Assignment.
Please set down all of the data below verbatim.
══════════════════════════════
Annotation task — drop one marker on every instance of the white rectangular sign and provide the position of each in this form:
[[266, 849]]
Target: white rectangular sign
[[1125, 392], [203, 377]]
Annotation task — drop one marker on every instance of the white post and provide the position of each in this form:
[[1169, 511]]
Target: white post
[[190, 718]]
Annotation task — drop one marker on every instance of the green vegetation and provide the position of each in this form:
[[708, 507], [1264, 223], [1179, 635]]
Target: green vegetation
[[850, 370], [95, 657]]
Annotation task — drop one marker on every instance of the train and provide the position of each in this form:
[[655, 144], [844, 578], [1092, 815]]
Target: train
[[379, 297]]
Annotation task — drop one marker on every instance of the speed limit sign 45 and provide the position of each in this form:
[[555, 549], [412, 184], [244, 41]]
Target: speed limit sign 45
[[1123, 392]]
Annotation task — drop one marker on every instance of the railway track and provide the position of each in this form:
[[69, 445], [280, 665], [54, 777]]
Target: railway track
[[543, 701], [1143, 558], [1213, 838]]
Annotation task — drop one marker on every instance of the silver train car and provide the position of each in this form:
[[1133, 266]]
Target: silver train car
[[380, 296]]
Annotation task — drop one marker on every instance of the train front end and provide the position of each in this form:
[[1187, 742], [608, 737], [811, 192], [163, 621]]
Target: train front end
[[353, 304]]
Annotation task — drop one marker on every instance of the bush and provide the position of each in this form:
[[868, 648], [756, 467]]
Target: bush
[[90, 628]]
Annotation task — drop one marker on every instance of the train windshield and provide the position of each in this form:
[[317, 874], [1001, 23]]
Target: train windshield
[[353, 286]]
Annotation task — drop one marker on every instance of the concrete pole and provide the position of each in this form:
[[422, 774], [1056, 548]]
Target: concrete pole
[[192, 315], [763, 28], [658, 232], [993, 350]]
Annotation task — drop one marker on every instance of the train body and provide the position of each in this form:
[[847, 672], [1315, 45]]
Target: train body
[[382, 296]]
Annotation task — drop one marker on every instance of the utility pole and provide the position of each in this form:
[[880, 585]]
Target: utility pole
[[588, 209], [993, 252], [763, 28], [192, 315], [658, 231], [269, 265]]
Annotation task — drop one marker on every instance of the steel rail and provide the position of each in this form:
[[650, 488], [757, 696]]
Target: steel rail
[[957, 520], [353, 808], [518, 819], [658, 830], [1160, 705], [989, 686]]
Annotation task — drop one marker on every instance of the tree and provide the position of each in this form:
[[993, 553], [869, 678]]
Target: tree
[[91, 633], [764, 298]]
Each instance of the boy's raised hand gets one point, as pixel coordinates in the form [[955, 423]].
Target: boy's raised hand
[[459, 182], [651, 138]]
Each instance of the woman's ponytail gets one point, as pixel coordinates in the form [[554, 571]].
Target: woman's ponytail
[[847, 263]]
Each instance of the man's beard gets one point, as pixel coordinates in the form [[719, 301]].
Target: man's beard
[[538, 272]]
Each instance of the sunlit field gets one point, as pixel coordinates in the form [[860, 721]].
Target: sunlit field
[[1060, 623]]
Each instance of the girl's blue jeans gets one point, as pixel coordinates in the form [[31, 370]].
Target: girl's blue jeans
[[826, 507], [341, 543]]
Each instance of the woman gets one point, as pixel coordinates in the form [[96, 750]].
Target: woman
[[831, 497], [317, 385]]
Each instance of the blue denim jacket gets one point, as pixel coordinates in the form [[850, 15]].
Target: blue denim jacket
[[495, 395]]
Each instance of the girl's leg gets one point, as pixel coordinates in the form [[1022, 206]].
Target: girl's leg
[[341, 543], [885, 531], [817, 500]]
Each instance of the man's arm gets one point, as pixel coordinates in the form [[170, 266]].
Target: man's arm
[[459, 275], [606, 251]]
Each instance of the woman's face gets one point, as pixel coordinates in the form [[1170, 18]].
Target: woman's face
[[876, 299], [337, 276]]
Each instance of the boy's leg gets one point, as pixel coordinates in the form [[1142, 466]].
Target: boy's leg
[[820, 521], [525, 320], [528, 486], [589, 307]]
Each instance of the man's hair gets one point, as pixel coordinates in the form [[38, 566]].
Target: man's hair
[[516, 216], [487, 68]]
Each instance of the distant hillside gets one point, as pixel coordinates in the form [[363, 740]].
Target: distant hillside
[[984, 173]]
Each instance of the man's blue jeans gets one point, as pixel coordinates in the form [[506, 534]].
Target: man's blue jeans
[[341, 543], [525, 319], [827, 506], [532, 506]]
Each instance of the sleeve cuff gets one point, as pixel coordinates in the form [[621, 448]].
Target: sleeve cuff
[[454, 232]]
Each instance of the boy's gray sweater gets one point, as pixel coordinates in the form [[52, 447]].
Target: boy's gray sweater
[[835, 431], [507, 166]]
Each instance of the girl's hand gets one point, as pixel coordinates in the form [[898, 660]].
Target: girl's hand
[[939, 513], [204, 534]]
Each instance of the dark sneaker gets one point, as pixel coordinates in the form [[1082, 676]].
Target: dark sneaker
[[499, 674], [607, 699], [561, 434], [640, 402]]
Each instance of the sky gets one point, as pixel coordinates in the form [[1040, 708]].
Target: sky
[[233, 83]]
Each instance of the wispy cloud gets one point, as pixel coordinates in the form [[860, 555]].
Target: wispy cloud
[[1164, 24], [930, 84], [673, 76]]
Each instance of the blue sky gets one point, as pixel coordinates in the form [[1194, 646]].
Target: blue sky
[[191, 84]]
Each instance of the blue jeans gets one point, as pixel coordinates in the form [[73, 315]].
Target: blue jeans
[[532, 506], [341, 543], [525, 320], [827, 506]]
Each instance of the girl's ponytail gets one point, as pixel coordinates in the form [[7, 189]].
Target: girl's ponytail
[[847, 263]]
══════════════════════════════
Response to the exercise.
Annotation task — drop one marker on every instance of the white rectangular sign and provide the position of each in this form:
[[266, 849]]
Target: white rectangular sign
[[1125, 392], [203, 377]]
Annotation task — drop one marker on every instance of the white post and provide the position of each in this form:
[[1169, 511]]
Target: white post
[[190, 718]]
Annotation task — drop one marker on every instance of the green vegetation and provide the position of each in this form:
[[708, 507], [1264, 223], [1179, 635]]
Target: green vegetation
[[850, 370], [95, 657]]
Annotation task — drop one marker on every instance of the train and provide the position of each in this form:
[[655, 144], [844, 578], [1092, 815]]
Target: train
[[379, 297]]
Annotation task — drop one marker on every instance of the speed limit sign 45 and provide the position of each in this form:
[[555, 549], [412, 184], [244, 41]]
Target: speed limit sign 45
[[1123, 392]]
Annotation task — drop one marker on every instance of the railway track and provide the position of each in this form:
[[69, 445], [280, 665], [54, 777]]
Target: railway track
[[543, 701], [1143, 558], [1213, 838]]
Annotation task — drop one marker on every instance of the silver train car and provide the position of each in this form:
[[1133, 266]]
Target: silver train car
[[380, 296]]
Annotation task — drop one marker on every instance of the train front end and provide the position of each in this form:
[[1187, 742], [608, 737], [811, 192], [163, 621]]
Target: train front end
[[353, 304]]
Annotation task — drop one marker on every instance of the bush and provide the position of each in this form:
[[868, 648], [756, 467]]
Target: bush
[[90, 628]]
Annotation task — drop one marker on every instance of the train windshield and provide the position of each in this form:
[[317, 874], [1001, 23]]
Target: train windshield
[[353, 286]]
Annotation task — drop one marker on every instance of the concrete pole and provide the position of each in this form:
[[422, 774], [1056, 548]]
Target: concrete pole
[[192, 315], [763, 28], [658, 232], [993, 350]]
Annotation task — drop one marker on every instance of the train body and provide the position of each in this form:
[[847, 672], [1315, 45]]
Target: train body
[[382, 296]]
Annotation task — drop one marker on every instance of the utility pole and provide the position of each in this form:
[[880, 585]]
Target: utility pole
[[588, 209], [993, 252], [763, 28], [192, 315], [658, 231], [269, 265]]
Annotation task — drop one marker on every instance of the steel rail and provide the position of each in this form:
[[650, 488], [757, 696]]
Target: steel rail
[[957, 520], [353, 808], [518, 819], [658, 830], [1160, 705], [989, 686]]
Annotation task — drop one marker on every instance of the tree and provide the position of each in this form:
[[993, 553], [869, 678]]
Target: tree
[[91, 633], [764, 298]]
Each instance of the boy's raised hand gets one point, as pixel coordinates in the form [[955, 423]].
Target: boy's raised hand
[[459, 182], [651, 138]]
Each instance of the woman's ponytail gets one point, as pixel coordinates in the form [[554, 571]].
Target: woman's ponytail
[[847, 263]]
Each instance of the man's beard gets one point, as pixel coordinates in the form [[719, 301]].
Target: man's beard
[[538, 272]]
Each instance of the sunlit field gets one point, as pixel coordinates in the form [[860, 721]].
Target: sunlit field
[[1060, 623]]
Each instance of the girl's blue jeans gets one point, as pixel coordinates in the form [[31, 370]].
Target: girl's blue jeans
[[826, 507], [341, 543]]
Each instance of the woman gets one point, as pixel coordinates in the form [[96, 750]].
Target: woman
[[831, 497], [317, 385]]
Each instance of the blue denim jacket gets one point, as pixel coordinates in the form [[850, 15]].
Target: blue denim jacket
[[495, 395]]
Each instance of the girl's leg gets one point, as pixel coordinates in the form [[1022, 206]].
Target: girl's leg
[[341, 543], [885, 531], [817, 500]]
Each instance of the man's arm gets one point, as pixel coordinates in the form [[170, 266]].
Target: man's arm
[[459, 275], [606, 251]]
Each instance of the woman's face gets one point, as pixel coordinates in the form [[1170, 18]].
Target: woman's face
[[876, 299], [337, 276]]
Each instance of the boy's leg gets one point, as pixel coordinates in the form [[1142, 466]].
Target: boy's leg
[[820, 521], [525, 320], [528, 486], [589, 307]]
Each instance of the man's hair gets one point, as pixel coordinates in the form [[38, 566]].
Target: man's hair
[[516, 216], [487, 68]]
Each instance of the distant hillside gets one point, as pixel coordinates in the form [[363, 740]].
Target: distant hillside
[[984, 173]]
Each instance of the man's blue jeans gets one point, as pixel coordinates in the form [[506, 534]].
Target: man's blue jeans
[[341, 543], [525, 319], [827, 506], [532, 506]]
Each instance of the sleeve cuff gets one point, as pixel coordinates in the form [[621, 448]].
Target: sleeve cuff
[[454, 232]]
Each instance of the boy's gray sweater gets one point, as pixel coordinates in the form [[52, 447]].
Target: boy's gray sweater
[[835, 431], [507, 166]]
Each instance of the girl's hand gets one point, as pixel coordinates in the form [[898, 660]].
Target: girl's hand
[[939, 513], [204, 534]]
Each instance of the dark sneaker gets one point, as pixel coordinates in the form [[1082, 676]].
Target: dark sneaker
[[499, 674], [607, 699], [561, 434], [640, 402]]
Each instance of the sky gets one point, as pixel coordinates in the form [[1040, 708]].
Target: sky
[[233, 83]]
Each instance of the wispy cloud gets one point, as pixel coordinates in the form [[860, 555]].
Target: wispy cloud
[[1164, 24], [930, 84], [673, 76]]
Each instance of the blue sky gets one point, as pixel coordinates in the form [[1194, 646]].
Target: blue sky
[[191, 84]]
Each instance of the blue jeans gets one point, as pixel coordinates in the form [[73, 315]].
Target: blue jeans
[[532, 506], [341, 543], [525, 320], [827, 506]]
Each instance of the girl's ponytail gets one point, as pixel coordinates in the form [[7, 189]].
Target: girl's ponytail
[[847, 263]]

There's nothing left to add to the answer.